--- START OF DATA SECTION ---
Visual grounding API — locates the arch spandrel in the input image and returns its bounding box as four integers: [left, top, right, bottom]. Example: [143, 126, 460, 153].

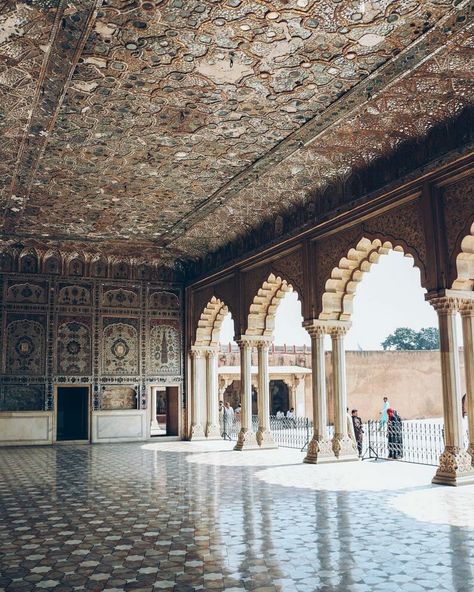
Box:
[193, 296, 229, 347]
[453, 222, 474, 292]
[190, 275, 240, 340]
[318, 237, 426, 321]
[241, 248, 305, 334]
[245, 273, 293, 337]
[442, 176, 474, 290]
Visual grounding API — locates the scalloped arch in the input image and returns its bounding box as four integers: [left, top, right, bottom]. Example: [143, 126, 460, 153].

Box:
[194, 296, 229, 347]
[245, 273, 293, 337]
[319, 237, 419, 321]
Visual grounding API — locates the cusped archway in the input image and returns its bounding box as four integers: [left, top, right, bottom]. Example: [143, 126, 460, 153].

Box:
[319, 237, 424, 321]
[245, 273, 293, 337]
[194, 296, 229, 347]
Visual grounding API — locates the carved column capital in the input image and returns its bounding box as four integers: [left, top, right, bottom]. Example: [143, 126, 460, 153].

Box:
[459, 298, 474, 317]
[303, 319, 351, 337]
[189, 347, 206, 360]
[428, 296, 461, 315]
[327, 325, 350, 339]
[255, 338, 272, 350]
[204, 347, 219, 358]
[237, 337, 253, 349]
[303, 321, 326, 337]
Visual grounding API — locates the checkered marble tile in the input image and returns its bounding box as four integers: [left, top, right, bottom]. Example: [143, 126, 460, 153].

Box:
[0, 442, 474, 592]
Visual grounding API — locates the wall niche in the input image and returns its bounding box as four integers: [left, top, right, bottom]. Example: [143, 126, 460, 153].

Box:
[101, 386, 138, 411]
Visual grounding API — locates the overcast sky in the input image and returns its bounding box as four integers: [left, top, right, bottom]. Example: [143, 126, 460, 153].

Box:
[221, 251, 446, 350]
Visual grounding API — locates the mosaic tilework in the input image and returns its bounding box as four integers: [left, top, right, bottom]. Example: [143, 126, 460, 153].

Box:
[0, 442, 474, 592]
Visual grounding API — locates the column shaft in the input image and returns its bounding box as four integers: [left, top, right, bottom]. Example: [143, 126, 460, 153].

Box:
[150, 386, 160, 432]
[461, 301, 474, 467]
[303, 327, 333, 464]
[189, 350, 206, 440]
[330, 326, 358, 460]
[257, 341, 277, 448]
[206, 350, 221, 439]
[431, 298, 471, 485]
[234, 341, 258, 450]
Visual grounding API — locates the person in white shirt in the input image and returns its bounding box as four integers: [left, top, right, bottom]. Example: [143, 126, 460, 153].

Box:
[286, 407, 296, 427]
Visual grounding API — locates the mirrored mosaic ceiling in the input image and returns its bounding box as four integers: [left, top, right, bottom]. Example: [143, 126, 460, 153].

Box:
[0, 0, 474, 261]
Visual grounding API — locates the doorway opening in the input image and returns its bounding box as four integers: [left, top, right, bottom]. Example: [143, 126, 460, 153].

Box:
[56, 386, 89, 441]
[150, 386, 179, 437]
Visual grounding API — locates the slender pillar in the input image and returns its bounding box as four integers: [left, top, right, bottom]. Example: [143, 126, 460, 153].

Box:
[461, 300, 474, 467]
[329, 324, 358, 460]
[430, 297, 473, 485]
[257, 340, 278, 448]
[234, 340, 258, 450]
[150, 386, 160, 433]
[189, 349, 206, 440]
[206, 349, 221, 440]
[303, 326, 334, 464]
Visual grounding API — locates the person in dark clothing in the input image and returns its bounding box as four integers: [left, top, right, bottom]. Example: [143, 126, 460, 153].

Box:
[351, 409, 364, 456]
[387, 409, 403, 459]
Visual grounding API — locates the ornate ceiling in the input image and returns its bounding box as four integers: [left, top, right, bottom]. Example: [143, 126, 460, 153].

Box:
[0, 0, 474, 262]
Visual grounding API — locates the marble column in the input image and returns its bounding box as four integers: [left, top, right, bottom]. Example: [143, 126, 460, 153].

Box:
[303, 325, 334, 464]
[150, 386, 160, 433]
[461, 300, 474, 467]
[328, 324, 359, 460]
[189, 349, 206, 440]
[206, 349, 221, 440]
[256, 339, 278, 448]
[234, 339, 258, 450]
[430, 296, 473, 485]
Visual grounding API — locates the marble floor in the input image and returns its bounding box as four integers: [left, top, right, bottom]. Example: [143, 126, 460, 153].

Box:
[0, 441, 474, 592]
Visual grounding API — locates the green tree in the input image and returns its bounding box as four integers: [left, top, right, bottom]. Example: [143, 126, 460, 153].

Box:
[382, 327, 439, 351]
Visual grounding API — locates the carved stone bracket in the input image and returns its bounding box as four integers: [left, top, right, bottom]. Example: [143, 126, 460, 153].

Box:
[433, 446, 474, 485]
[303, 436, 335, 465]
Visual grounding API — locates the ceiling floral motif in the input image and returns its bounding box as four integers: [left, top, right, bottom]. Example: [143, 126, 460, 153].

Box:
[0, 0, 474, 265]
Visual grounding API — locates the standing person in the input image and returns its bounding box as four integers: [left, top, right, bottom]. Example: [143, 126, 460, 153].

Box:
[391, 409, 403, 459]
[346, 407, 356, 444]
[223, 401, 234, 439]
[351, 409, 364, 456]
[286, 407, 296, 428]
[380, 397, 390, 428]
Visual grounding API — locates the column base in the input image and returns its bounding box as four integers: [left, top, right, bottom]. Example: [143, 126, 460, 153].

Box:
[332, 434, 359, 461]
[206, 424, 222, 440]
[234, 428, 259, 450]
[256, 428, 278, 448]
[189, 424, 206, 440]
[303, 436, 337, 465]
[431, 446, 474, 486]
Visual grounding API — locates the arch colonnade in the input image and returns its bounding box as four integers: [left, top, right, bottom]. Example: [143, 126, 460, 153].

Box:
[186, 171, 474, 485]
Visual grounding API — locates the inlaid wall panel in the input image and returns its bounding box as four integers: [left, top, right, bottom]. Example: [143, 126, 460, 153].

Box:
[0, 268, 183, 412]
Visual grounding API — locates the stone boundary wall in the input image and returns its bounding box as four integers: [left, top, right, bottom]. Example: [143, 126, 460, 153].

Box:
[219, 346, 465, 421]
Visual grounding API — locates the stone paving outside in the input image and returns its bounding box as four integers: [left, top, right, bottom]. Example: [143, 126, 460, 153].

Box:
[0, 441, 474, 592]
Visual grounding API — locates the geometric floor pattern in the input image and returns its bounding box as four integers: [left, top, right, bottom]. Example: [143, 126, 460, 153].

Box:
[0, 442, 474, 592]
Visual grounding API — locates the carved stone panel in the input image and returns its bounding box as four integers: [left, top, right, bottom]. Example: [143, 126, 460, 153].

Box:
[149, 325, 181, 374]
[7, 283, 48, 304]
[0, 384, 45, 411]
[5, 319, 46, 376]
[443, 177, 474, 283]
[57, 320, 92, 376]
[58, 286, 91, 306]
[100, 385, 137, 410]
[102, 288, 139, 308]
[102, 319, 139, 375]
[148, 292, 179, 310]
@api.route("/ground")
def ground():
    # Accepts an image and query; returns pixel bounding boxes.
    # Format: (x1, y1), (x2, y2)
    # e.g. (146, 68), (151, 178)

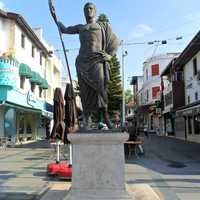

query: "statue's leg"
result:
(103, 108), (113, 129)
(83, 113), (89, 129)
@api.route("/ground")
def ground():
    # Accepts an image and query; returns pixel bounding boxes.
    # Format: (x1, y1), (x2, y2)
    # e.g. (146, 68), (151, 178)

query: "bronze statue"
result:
--- END OF DATA SECTION ---
--- START OF DATA SECTION ---
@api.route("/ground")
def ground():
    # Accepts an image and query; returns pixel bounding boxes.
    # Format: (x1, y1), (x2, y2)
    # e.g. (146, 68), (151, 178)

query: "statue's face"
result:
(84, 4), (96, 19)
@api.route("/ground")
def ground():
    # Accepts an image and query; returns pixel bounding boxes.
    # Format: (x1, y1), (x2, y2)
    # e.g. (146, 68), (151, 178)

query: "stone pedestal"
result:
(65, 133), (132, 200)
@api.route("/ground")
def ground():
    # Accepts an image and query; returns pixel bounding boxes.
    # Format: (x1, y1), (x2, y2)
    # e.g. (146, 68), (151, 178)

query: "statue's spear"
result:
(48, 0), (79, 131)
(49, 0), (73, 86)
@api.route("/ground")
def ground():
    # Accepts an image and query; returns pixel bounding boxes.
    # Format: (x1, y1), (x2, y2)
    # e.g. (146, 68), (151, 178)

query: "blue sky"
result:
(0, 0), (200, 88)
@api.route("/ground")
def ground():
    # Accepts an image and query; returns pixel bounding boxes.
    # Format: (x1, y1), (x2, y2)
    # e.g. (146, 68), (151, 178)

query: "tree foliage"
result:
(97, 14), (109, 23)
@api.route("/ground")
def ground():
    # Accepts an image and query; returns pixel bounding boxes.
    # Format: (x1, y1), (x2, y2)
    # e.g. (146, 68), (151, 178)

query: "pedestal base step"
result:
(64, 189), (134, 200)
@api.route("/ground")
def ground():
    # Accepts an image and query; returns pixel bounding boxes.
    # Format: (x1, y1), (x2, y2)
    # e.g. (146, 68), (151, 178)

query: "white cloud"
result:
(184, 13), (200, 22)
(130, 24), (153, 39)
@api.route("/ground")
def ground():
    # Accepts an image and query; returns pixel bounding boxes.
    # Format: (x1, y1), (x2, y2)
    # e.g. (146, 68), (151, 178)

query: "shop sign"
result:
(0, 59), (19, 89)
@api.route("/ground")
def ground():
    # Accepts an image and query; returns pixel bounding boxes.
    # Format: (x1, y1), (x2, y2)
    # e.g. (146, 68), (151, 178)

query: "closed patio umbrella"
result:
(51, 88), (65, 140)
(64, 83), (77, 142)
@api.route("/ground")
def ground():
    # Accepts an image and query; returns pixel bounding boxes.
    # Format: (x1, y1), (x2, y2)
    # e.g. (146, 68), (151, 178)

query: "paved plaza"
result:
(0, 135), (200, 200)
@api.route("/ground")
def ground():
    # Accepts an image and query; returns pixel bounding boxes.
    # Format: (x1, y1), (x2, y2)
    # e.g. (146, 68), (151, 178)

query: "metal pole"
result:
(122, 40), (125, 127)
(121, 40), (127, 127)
--- END OF DATA SECTION ---
_OBJECTIVE_
Extract the material starting at the line containing "Visual grounding API — locates the stone boundary" and ending after the line containing "[148, 292, 179, 310]", repeating every line without change.

_OUTPUT OF THE EXERCISE_
Visual grounding API — locates the stone boundary wall in the input image and returns its bounding box as four integers: [left, top, right, bottom]. Example: [143, 126, 460, 153].

Box:
[219, 346, 465, 421]
Visual grounding API — locates the stone paving outside in the input image and returns its bounding box as four integers: [left, top, right, bottom]. Example: [143, 126, 460, 153].

Box:
[0, 441, 474, 592]
Visual grounding API — locates the geometric floor pattern in the input image and returns its bounding box as four integers: [left, top, right, bottom]. Example: [143, 126, 460, 153].

Box:
[0, 442, 474, 592]
Visual grounding API — locates the carved stone panel in the input image and returns its bounding box as four integers: [left, top, right, bottom]. Example: [143, 126, 460, 153].

Box:
[149, 325, 181, 374]
[7, 283, 48, 304]
[0, 384, 45, 411]
[5, 319, 46, 376]
[443, 177, 474, 283]
[57, 320, 92, 376]
[58, 286, 91, 306]
[100, 385, 137, 410]
[102, 288, 139, 308]
[102, 319, 139, 375]
[148, 292, 179, 310]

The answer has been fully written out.